Record set:
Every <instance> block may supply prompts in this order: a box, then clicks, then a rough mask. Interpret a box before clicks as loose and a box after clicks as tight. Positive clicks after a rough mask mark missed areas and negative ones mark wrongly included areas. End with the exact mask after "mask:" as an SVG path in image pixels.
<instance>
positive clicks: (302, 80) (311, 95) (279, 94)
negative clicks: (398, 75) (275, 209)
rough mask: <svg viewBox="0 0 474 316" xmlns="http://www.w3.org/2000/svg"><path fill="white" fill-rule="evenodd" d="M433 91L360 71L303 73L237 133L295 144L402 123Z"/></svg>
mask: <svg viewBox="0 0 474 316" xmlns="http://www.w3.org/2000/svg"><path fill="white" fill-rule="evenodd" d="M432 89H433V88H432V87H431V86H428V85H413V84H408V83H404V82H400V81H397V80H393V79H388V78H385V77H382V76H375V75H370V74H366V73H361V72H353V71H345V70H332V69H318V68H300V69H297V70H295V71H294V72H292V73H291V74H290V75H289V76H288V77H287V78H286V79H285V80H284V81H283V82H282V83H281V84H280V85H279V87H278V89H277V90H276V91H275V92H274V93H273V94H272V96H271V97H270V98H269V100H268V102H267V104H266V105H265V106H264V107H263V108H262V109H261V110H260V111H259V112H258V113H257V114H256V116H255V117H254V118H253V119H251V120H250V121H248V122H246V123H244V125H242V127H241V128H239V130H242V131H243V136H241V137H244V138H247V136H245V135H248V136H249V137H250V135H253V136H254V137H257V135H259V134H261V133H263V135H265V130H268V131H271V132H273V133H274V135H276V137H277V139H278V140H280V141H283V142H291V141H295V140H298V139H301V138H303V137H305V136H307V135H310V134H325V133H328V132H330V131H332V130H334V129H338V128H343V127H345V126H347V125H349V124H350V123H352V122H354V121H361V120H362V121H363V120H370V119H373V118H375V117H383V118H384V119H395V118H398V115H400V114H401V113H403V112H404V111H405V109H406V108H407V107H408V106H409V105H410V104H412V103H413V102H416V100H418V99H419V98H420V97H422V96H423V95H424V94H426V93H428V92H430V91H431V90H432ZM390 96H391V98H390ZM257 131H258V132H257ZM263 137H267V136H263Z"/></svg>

What is needed:
Repeat the data in full, matching each line exactly.

Answer to this task:
Every <instance> block may supply prompts in this order: a box, then clicks, then a rough mask. Interpret a box before clicks as loose and a box after clicks as tight. Positive clicks after a rough mask mark missed areas and negative ones mark wrongly included areas. End with the exact mask after "mask:" as an SVG path in image pixels.
<instance>
positive clicks: (302, 80) (311, 95) (279, 94)
negative clicks: (398, 75) (275, 209)
rough mask: <svg viewBox="0 0 474 316" xmlns="http://www.w3.org/2000/svg"><path fill="white" fill-rule="evenodd" d="M433 91L360 71L303 73L237 133L295 144L402 123Z"/></svg>
mask: <svg viewBox="0 0 474 316" xmlns="http://www.w3.org/2000/svg"><path fill="white" fill-rule="evenodd" d="M432 89H433V88H432V87H431V86H428V85H413V84H408V83H404V82H400V81H397V80H393V79H388V78H385V77H382V76H375V75H370V74H366V73H361V72H353V71H345V70H332V69H318V68H300V69H297V70H295V71H294V72H292V73H291V74H290V75H289V76H288V77H287V78H286V79H285V80H284V81H283V82H282V83H281V84H280V85H279V87H278V89H277V90H276V91H275V92H274V93H273V94H272V96H271V97H270V98H269V100H268V102H267V104H266V105H265V106H264V107H263V108H262V109H261V110H260V111H259V112H258V113H257V114H256V116H255V117H254V118H253V119H251V120H250V121H248V122H246V123H244V125H242V127H241V128H239V130H242V131H243V136H241V137H244V138H247V136H245V135H248V136H249V137H250V135H253V136H254V137H257V135H259V134H261V133H263V135H265V130H268V131H271V132H273V133H274V135H276V137H277V139H278V140H280V141H283V142H291V141H295V140H298V139H301V138H303V137H305V136H307V135H310V134H325V133H328V132H330V131H332V130H334V129H338V128H343V127H345V126H347V125H349V124H350V123H352V122H354V121H361V120H362V121H363V120H370V119H373V118H375V117H383V118H384V119H395V118H398V115H400V114H401V113H403V112H404V111H405V109H406V108H407V107H408V106H409V105H410V104H412V103H413V102H416V100H418V99H419V98H420V97H422V96H423V95H424V94H426V93H428V92H430V91H431V90H432ZM390 96H391V98H390ZM257 131H258V132H257ZM263 137H267V136H263Z"/></svg>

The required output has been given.